►
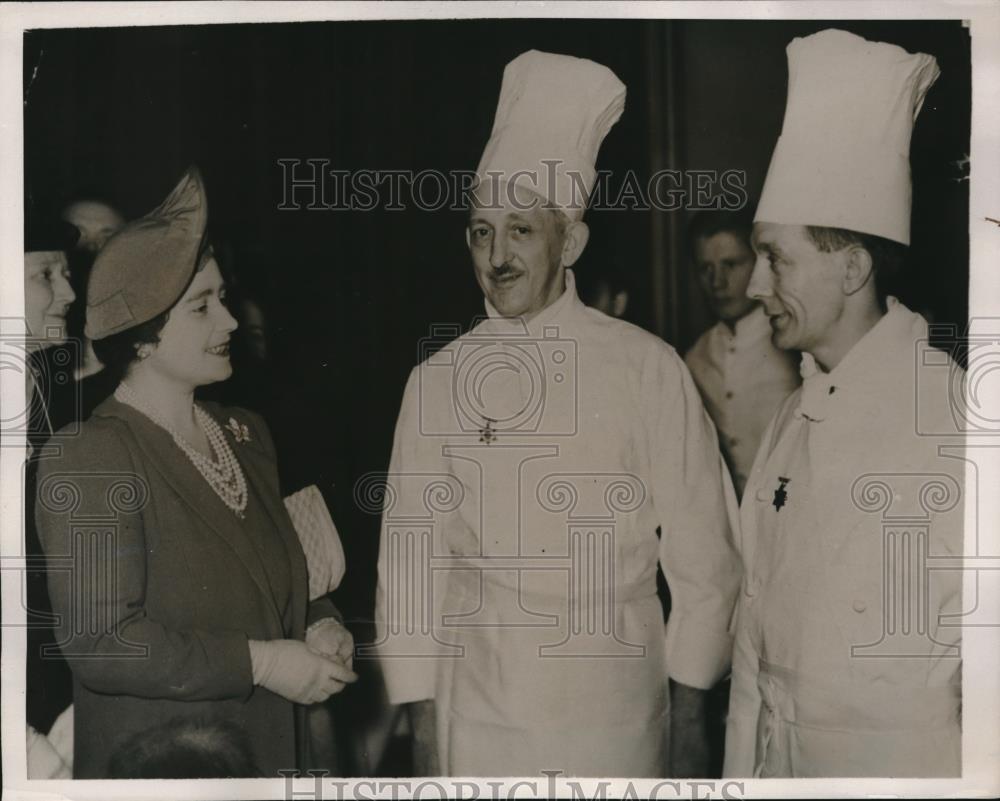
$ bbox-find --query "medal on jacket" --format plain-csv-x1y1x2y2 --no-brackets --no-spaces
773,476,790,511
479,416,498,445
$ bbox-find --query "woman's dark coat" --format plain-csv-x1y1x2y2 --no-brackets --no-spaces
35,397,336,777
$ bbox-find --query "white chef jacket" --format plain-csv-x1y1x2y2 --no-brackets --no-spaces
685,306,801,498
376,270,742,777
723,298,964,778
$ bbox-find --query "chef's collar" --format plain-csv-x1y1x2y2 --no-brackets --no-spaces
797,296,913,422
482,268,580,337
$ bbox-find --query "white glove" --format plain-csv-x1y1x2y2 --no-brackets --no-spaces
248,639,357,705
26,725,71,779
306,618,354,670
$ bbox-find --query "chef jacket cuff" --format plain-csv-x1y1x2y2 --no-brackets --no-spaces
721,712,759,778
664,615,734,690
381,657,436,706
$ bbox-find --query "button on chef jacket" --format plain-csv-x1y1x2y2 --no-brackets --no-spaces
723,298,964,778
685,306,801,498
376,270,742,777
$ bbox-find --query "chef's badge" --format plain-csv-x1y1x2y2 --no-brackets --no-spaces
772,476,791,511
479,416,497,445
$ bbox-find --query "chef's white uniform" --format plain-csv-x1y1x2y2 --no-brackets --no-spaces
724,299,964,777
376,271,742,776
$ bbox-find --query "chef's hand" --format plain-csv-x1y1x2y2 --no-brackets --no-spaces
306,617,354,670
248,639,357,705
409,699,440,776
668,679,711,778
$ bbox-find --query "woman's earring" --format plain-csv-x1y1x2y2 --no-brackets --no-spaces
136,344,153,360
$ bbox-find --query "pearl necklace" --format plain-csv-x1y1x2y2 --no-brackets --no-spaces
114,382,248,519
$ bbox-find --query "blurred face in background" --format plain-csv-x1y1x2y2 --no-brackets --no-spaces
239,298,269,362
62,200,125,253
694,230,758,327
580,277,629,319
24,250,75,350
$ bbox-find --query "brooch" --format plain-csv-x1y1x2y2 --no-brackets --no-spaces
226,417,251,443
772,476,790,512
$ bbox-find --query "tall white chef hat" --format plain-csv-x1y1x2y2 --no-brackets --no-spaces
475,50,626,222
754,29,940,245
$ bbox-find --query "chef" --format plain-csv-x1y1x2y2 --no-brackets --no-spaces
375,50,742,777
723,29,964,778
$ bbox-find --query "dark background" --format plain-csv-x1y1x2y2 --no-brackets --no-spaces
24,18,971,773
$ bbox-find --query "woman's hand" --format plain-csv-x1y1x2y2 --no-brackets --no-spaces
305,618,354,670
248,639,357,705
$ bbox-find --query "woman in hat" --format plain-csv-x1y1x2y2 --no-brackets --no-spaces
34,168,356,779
◄
§ REQUIRED WORK
Word for word and without any pictures, return all of the lines above.

§ SOLUTION FOR THIS PROBLEM
$ bbox-find --query "medal on jacket" --format plain-csv-x1y1x2y2 --no-brackets --no-spaces
773,476,790,511
479,416,498,445
$ bbox-find --query "woman's dark coat" --format plain-csv-x1y1x2y2 --no-brackets --no-spaces
35,397,336,777
$ bbox-find --query "white chef jacket" --format plain-csv-x1y1x2y2 --no-brackets --no-spaces
685,306,801,498
376,270,742,777
723,298,964,778
$ bbox-find --query "chef's collar" --format plain-csv-x1y1x2y2 --no-brackets --no-spaces
797,296,913,422
482,268,580,337
$ bbox-find --query "white glove" --format plain-csv-x1y1x2y2 --no-brackets --no-spaces
248,639,357,705
26,725,71,779
306,618,354,670
$ bbox-find --query "chef jacket cuff" --format plain-csv-x1y1x2y2 --no-brackets --no-spaces
721,712,759,778
664,615,734,690
381,657,436,706
$ bbox-find --query "button on chef jacket" --format plain-csv-x1y1x2y2 --no-brackets --no-spaces
723,298,964,778
685,306,801,498
376,270,742,777
$ bbox-find --query "chef's badge" --format plain-csv-x1y1x2y2 --no-brackets --no-spaces
772,476,791,511
479,416,497,445
$ bbox-find --query "chef's white uniform" --format plain-csv-x1y1x2y2 --no-brackets --no-spaces
724,299,964,777
376,271,742,776
$ bbox-find --query "chef's hand" --format plain-csv-x1y1x2y2 --no-brackets --no-spaces
306,617,354,670
248,639,357,705
409,699,440,776
668,679,711,778
$ bbox-find --query "woman's earring" --format plain-csv-x1y1x2y2 --no-brackets --no-spaces
136,344,153,360
$ bbox-find --query "pearl necklace" --format plain-csv-x1y1x2y2 --no-brackets --no-spaces
114,382,248,519
$ bbox-find --query "blurred face in background" --format plain-csv-x1y1x2y2 --no-brackets --no-spaces
239,298,269,362
62,200,125,253
694,230,758,327
580,277,629,319
24,250,75,350
$ bbox-find --query "brooch" --format plain-csv-x1y1x2y2 --no-brackets --no-spaces
226,417,251,443
772,476,790,512
$ bbox-find --query "tall white chef hat" --format plain-csv-x1y1x2y2 --no-brackets --no-spaces
475,50,626,222
754,29,940,245
$ bbox-find --query "chef" --format plain-csv-x1y1x2y2 --no-brackets --no-spaces
375,50,742,777
723,29,964,778
$ bbox-find --query "dark background" --format plain-csv-x1y1x2y2 --no-brackets --no-spaces
24,18,971,773
$ bbox-find --query "woman's hand" --format plain-csv-x1y1x2y2 --no-brackets --no-spaces
305,618,354,670
248,639,357,705
$ bbox-find --query "woman in hat" --format plain-csv-x1y1x2y2 --no-brackets --no-spaces
34,168,356,779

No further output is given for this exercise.